Data for processing >>
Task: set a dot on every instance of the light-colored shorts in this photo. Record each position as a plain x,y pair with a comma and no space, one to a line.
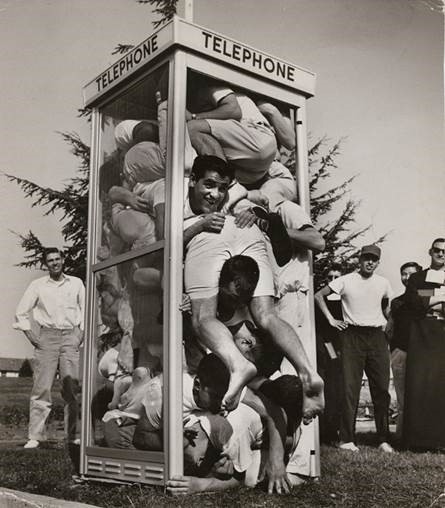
207,252
280,185
251,146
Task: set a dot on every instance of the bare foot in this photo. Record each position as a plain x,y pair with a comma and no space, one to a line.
238,380
313,397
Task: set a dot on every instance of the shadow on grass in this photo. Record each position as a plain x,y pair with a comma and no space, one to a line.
366,479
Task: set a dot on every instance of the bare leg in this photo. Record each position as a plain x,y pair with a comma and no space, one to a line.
285,337
219,340
202,140
120,385
133,396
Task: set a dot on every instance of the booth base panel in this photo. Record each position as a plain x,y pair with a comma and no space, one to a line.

Objective >>
Copy out all of the lines above, swapping "set a dot on" for "place a point on" everywhere it appears and changing nothing else. Leave out the pictures.

In response >>
Task: place a point on every instance of the light-colored shorts in this photo. Record each position as a plain x,y pair with a comma and no space, one to a line.
207,252
280,185
251,146
Task: place a point on every instance of the bare foot in this photo. Record each position as a plain x,y pair with a comma and no space, one to a line.
238,380
313,397
Task: place a point on every instance of the shadow on grass in this photo. Record each position as a plain x,y pair with a comma and no space, one to a line.
366,479
Task: place a point on every instance of the bare leg in this photo. Record each position as a plain x,y pair with a comma and no space, one to a line.
285,337
219,340
202,140
120,385
133,396
Task: place a point on every instance of the booth base panel in this photo. Record each position as a plain x,y pair with a comma and no space, one to a line.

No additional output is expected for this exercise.